--- Begin Supplied material ---
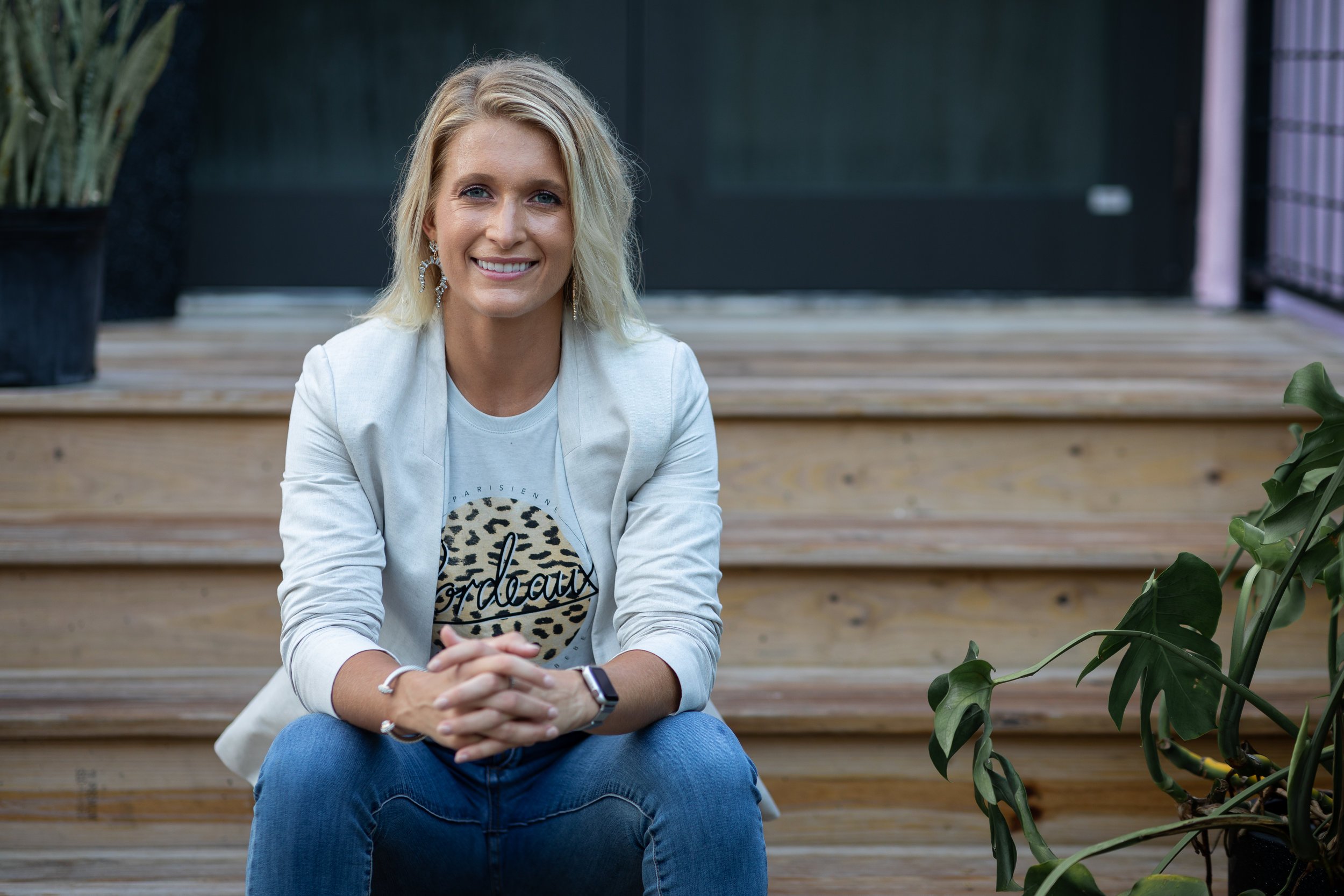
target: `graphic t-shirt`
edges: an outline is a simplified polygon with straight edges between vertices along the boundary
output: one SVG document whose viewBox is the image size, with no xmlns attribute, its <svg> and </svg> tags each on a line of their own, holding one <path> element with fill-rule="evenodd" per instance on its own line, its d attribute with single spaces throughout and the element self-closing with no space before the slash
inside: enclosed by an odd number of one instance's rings
<svg viewBox="0 0 1344 896">
<path fill-rule="evenodd" d="M 430 654 L 462 638 L 520 631 L 534 662 L 593 662 L 597 570 L 570 501 L 556 384 L 513 416 L 476 410 L 448 377 L 448 477 Z"/>
</svg>

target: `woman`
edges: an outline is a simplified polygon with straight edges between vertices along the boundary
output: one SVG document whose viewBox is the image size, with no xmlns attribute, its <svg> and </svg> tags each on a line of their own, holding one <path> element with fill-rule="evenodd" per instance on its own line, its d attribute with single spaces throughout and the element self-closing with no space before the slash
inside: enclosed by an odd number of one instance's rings
<svg viewBox="0 0 1344 896">
<path fill-rule="evenodd" d="M 302 713 L 254 782 L 250 895 L 766 891 L 755 766 L 695 712 L 714 422 L 638 310 L 632 210 L 548 64 L 469 64 L 430 101 L 391 283 L 296 386 L 267 689 Z M 265 740 L 242 728 L 222 756 Z"/>
</svg>

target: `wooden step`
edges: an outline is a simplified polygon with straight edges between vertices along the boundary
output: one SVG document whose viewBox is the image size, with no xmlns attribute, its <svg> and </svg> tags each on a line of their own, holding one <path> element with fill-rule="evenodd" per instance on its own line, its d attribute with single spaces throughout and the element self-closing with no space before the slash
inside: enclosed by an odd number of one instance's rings
<svg viewBox="0 0 1344 896">
<path fill-rule="evenodd" d="M 984 520 L 724 513 L 724 567 L 1152 570 L 1216 563 L 1227 519 Z M 0 516 L 0 566 L 280 566 L 273 517 Z"/>
<path fill-rule="evenodd" d="M 1063 848 L 1060 848 L 1063 852 Z M 1030 854 L 1023 850 L 1023 865 Z M 1109 892 L 1129 887 L 1163 856 L 1142 845 L 1087 862 Z M 995 891 L 988 846 L 773 846 L 770 892 L 777 896 L 952 896 Z M 242 896 L 247 850 L 238 848 L 7 849 L 0 884 L 9 896 Z M 1172 872 L 1203 877 L 1183 856 Z M 1215 862 L 1215 880 L 1226 865 Z M 1021 877 L 1021 872 L 1019 872 Z"/>
<path fill-rule="evenodd" d="M 922 524 L 902 525 L 911 533 Z M 1195 547 L 1215 564 L 1223 560 L 1212 524 L 1204 527 L 1202 549 L 1191 544 L 1195 525 L 1118 533 L 1111 527 L 1089 540 L 1074 525 L 1055 524 L 1052 535 L 1042 535 L 1038 527 L 984 524 L 974 537 L 964 525 L 962 543 L 950 551 L 855 525 L 852 547 L 832 539 L 831 566 L 817 556 L 825 532 L 780 528 L 784 535 L 777 536 L 728 520 L 719 586 L 726 666 L 950 668 L 974 638 L 1000 668 L 1021 668 L 1082 631 L 1116 625 L 1148 574 L 1169 563 L 1175 545 Z M 864 540 L 874 531 L 884 541 Z M 742 545 L 753 532 L 759 541 L 747 549 Z M 1028 537 L 1038 541 L 1023 544 Z M 1052 548 L 1056 539 L 1077 543 L 1079 553 Z M 1116 544 L 1124 539 L 1129 547 L 1122 552 Z M 1133 547 L 1141 539 L 1149 540 L 1146 549 Z M 1098 544 L 1110 549 L 1093 559 L 1082 553 Z M 988 549 L 977 553 L 981 547 Z M 1012 566 L 1032 549 L 1039 568 Z M 280 549 L 271 523 L 11 521 L 0 525 L 0 594 L 7 595 L 0 600 L 0 668 L 280 662 Z M 1236 596 L 1231 584 L 1224 594 L 1230 613 Z M 1325 600 L 1309 599 L 1304 619 L 1266 643 L 1265 668 L 1324 668 L 1317 633 L 1327 610 Z M 1226 613 L 1218 635 L 1224 652 L 1231 633 Z"/>
<path fill-rule="evenodd" d="M 943 780 L 927 735 L 741 735 L 781 818 L 773 845 L 984 845 L 964 750 Z M 1286 762 L 1292 742 L 1257 736 Z M 1193 748 L 1215 751 L 1208 739 Z M 1172 821 L 1137 737 L 996 732 L 1031 793 L 1046 837 L 1099 841 Z M 8 848 L 246 846 L 251 787 L 207 739 L 0 740 L 0 842 Z M 1173 772 L 1183 786 L 1207 782 Z M 1328 787 L 1322 776 L 1321 786 Z"/>
<path fill-rule="evenodd" d="M 0 408 L 7 400 L 0 390 Z M 1306 416 L 1292 419 L 1309 422 Z M 280 513 L 284 416 L 0 418 L 0 506 L 7 513 Z M 724 419 L 716 434 L 724 510 L 798 516 L 1226 517 L 1258 505 L 1259 484 L 1293 450 L 1285 420 L 1277 418 L 777 415 Z"/>
<path fill-rule="evenodd" d="M 0 740 L 214 739 L 270 678 L 270 668 L 0 669 Z M 929 682 L 945 669 L 720 668 L 715 705 L 741 735 L 925 735 Z M 1005 670 L 1008 672 L 1008 670 Z M 1075 686 L 1077 669 L 1047 669 L 996 692 L 997 733 L 1107 736 L 1110 680 Z M 1255 689 L 1296 716 L 1328 689 L 1324 674 L 1266 670 Z M 1137 704 L 1126 716 L 1136 733 Z M 1254 708 L 1242 731 L 1278 728 Z M 1126 737 L 1128 740 L 1128 737 Z"/>
<path fill-rule="evenodd" d="M 172 321 L 105 324 L 95 383 L 0 390 L 0 414 L 285 416 L 304 353 L 362 301 L 188 297 Z M 1292 372 L 1344 359 L 1296 318 L 1180 302 L 716 296 L 646 308 L 696 351 L 720 418 L 1286 420 Z"/>
</svg>

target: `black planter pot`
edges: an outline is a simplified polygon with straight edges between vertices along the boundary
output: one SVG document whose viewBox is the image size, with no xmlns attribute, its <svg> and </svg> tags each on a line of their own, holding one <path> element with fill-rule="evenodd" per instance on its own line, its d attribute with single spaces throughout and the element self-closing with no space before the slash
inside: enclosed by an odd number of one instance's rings
<svg viewBox="0 0 1344 896">
<path fill-rule="evenodd" d="M 1273 896 L 1284 888 L 1293 870 L 1293 852 L 1278 837 L 1261 832 L 1242 832 L 1227 846 L 1227 892 L 1239 896 L 1258 889 Z M 1297 877 L 1294 877 L 1297 881 Z M 1337 896 L 1325 872 L 1312 868 L 1289 892 L 1296 896 Z"/>
<path fill-rule="evenodd" d="M 0 386 L 94 376 L 108 208 L 0 208 Z"/>
</svg>

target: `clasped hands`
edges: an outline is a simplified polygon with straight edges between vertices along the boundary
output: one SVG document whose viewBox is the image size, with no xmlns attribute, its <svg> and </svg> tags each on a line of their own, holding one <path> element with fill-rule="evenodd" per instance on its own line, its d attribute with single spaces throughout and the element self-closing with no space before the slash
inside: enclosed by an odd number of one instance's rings
<svg viewBox="0 0 1344 896">
<path fill-rule="evenodd" d="M 396 680 L 390 719 L 454 750 L 454 762 L 551 740 L 597 715 L 579 670 L 530 662 L 542 647 L 516 631 L 468 639 L 445 625 L 439 637 L 429 672 Z"/>
</svg>

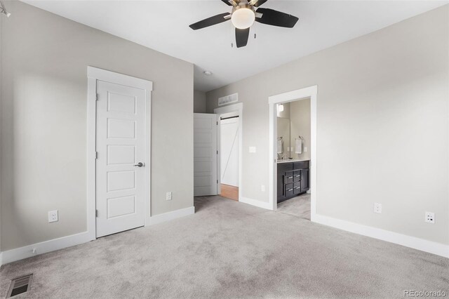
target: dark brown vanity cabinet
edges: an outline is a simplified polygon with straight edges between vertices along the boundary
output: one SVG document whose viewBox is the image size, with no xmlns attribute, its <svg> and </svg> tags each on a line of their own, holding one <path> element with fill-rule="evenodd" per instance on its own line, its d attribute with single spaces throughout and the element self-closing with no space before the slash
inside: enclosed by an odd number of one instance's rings
<svg viewBox="0 0 449 299">
<path fill-rule="evenodd" d="M 309 161 L 278 164 L 277 202 L 295 197 L 310 188 L 309 167 Z"/>
</svg>

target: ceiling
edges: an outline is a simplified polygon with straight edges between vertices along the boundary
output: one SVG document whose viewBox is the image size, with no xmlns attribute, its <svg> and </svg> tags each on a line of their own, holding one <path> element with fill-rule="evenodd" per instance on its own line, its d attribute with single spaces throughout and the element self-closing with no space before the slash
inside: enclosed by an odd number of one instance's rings
<svg viewBox="0 0 449 299">
<path fill-rule="evenodd" d="M 255 23 L 246 47 L 231 48 L 230 22 L 188 25 L 230 11 L 220 0 L 24 1 L 34 6 L 193 62 L 195 89 L 208 91 L 377 30 L 448 1 L 280 1 L 262 7 L 300 18 L 293 29 Z M 257 39 L 254 39 L 254 30 Z M 213 74 L 206 76 L 204 70 Z"/>
</svg>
--- End Supplied material ---
How many lines of the items above contain the string "target", matching case exactly? Reply with the number alone.

*Task answer:* 7